▸ TASK OBJECTIVE:
Give as output the line that contains "wiper, then give the position of each instance.", followed by every remaining line of the entries, unchanged and with nothing added.

▸ EXTRACTED INFORMATION:
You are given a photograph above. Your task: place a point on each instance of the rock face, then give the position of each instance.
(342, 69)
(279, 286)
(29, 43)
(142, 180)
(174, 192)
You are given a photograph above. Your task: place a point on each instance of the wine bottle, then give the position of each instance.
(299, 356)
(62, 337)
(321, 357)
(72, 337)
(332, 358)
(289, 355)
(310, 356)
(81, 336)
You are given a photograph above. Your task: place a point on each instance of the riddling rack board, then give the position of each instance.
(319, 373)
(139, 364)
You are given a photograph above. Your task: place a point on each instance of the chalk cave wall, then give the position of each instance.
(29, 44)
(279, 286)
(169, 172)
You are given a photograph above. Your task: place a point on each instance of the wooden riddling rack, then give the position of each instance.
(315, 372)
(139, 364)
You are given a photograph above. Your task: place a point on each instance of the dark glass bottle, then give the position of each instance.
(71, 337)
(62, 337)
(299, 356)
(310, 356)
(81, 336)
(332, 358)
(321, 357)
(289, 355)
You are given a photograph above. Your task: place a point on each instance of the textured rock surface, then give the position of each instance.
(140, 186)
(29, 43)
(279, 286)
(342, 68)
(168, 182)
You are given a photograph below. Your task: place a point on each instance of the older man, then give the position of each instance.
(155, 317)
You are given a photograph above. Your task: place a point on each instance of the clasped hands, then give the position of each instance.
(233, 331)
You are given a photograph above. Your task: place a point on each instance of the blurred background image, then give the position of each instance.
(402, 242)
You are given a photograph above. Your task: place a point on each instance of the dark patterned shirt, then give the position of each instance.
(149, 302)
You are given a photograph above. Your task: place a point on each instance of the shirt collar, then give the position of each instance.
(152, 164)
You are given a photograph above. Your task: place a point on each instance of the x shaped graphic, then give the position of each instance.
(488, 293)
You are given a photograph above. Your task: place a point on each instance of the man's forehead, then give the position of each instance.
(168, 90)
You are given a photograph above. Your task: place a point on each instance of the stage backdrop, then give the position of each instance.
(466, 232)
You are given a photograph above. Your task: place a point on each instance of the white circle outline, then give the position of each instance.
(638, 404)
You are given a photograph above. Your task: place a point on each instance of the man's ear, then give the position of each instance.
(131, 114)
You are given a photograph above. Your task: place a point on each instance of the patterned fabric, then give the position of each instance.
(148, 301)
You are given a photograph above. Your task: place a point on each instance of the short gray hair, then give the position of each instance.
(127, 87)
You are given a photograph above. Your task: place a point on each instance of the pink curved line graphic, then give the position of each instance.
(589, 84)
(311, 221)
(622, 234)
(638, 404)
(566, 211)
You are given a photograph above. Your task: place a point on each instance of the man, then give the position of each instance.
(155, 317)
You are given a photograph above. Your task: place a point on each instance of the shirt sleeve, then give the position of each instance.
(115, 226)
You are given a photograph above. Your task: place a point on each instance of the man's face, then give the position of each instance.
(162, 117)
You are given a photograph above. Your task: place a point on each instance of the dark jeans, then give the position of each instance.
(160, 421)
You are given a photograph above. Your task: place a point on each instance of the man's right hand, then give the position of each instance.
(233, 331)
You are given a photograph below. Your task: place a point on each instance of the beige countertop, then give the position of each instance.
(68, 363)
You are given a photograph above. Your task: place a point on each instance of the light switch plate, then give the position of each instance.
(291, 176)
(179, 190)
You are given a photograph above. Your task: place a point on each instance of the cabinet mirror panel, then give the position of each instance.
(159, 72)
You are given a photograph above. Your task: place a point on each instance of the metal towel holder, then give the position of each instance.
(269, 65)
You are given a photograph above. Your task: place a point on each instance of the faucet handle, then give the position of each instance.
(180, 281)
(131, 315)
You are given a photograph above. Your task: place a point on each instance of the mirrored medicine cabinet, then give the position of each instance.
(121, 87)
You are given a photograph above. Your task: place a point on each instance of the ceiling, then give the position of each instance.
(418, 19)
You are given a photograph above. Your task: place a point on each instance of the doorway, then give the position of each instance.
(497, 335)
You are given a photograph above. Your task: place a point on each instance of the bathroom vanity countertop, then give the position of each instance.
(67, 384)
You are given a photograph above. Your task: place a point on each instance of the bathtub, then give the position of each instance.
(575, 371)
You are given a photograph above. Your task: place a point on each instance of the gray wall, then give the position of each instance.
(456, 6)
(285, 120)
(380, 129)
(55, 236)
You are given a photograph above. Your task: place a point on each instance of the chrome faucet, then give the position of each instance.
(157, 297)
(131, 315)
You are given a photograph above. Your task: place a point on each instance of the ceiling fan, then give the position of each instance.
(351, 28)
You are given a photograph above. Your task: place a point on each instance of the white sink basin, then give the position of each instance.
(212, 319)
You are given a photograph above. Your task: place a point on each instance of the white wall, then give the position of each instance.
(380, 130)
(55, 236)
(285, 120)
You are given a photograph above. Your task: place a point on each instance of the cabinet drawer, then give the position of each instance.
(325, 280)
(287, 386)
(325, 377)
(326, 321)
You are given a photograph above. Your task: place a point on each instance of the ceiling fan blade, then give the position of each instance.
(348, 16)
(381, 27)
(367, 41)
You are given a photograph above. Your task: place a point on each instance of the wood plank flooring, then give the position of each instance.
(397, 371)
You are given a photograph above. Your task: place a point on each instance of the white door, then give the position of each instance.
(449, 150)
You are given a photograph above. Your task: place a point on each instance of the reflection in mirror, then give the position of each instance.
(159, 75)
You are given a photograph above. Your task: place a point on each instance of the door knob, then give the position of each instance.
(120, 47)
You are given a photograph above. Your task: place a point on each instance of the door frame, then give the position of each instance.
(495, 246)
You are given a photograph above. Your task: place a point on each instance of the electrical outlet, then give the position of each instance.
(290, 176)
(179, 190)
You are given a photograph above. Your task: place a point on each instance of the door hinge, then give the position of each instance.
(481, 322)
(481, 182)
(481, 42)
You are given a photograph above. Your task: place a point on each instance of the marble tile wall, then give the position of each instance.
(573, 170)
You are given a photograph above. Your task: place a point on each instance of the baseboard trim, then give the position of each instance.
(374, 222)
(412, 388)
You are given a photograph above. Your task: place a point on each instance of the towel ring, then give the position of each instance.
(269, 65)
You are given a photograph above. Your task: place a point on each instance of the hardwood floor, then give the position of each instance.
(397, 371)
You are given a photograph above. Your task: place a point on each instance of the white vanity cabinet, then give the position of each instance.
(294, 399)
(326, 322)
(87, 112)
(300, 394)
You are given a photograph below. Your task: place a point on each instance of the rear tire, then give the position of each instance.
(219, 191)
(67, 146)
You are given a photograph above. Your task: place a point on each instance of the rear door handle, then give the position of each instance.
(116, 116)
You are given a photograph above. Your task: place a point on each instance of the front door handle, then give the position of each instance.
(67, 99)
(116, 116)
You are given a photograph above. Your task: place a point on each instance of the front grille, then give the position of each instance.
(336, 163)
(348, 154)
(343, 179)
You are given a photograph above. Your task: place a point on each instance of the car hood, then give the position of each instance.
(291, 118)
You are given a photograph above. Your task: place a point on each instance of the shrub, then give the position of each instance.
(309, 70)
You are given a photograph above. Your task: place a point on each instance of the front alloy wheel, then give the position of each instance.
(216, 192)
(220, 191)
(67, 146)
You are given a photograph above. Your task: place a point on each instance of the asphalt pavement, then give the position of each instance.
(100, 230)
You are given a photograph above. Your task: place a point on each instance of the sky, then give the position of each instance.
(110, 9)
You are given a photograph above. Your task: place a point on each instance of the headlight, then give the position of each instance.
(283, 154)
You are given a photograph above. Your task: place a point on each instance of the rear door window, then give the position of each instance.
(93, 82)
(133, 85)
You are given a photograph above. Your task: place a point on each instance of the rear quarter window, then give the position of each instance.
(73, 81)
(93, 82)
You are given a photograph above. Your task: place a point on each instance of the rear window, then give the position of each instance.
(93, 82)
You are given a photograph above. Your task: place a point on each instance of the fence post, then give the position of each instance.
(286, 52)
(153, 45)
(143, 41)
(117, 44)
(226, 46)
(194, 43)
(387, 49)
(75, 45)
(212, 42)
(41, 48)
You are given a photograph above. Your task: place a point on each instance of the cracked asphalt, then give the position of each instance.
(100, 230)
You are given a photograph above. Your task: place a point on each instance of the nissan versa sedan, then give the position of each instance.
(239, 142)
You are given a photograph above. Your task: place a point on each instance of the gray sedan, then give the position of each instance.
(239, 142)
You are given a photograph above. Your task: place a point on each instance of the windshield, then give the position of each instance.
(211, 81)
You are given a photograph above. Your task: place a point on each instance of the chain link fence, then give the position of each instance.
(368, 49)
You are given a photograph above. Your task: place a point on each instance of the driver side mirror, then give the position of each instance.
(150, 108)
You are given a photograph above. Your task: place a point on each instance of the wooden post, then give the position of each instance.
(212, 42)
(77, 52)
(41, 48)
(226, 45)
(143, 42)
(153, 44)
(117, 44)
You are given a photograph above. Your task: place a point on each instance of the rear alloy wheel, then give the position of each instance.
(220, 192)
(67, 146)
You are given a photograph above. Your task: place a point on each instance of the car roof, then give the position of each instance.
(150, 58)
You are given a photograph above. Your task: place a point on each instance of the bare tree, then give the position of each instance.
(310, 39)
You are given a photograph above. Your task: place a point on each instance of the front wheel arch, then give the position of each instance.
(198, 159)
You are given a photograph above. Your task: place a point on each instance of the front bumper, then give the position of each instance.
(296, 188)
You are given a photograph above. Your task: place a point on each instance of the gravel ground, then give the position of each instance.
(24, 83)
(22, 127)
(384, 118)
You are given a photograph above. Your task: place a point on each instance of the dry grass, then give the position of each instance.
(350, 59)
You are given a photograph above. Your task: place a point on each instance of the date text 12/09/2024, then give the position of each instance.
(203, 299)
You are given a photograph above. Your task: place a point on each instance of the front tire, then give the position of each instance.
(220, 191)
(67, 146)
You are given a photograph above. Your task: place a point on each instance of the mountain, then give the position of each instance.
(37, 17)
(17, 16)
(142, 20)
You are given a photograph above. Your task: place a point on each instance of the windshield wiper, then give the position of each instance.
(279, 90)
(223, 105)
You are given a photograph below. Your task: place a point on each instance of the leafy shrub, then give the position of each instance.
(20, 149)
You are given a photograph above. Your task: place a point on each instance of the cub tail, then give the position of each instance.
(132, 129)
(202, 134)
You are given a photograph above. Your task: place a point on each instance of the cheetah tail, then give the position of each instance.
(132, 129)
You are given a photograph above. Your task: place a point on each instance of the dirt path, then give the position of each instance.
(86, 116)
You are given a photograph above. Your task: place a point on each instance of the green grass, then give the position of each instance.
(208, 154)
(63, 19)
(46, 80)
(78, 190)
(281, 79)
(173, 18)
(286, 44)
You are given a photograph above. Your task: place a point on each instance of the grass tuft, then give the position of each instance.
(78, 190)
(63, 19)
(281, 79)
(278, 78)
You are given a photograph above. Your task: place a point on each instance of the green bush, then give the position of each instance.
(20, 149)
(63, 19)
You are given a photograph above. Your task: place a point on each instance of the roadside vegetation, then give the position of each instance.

▸ SOLUTION TO THIS EXERCISE:
You are given a photograph above. Your task: place a point on each instance of the windshield wiper, then give the position of each instance.
(279, 90)
(223, 105)
You are given a photograph below. Your task: place a point on each instance of the leafy shrub, then give the position of each instance.
(20, 149)
You are given a photograph above. Your task: place a point on each instance of the cub tail, then give the position of each instance.
(132, 129)
(202, 134)
You are given a photograph above. Your task: place a point on each instance of the cheetah tail, then give the position of each instance.
(132, 129)
You are given a photograph above. Your task: place a point on each instance of the dirt path, then give the position of each instance.
(86, 116)
You are given a photograph above. Your task: place a point on each instance of the green grass, then give the position of each instance.
(208, 154)
(63, 19)
(46, 80)
(78, 190)
(281, 79)
(173, 18)
(286, 44)
You are given a photograph above. Your task: place a point on each instance of the grass tuft, then give the position of each instance.
(78, 190)
(63, 19)
(281, 79)
(278, 78)
You are given a photograph above. Your task: place a point on each instance of the green bush, then give the position of each instance.
(20, 149)
(63, 19)
You are given a photograph above. Your task: place a point on each instance of the roadside vegetation, then give the position of each instance.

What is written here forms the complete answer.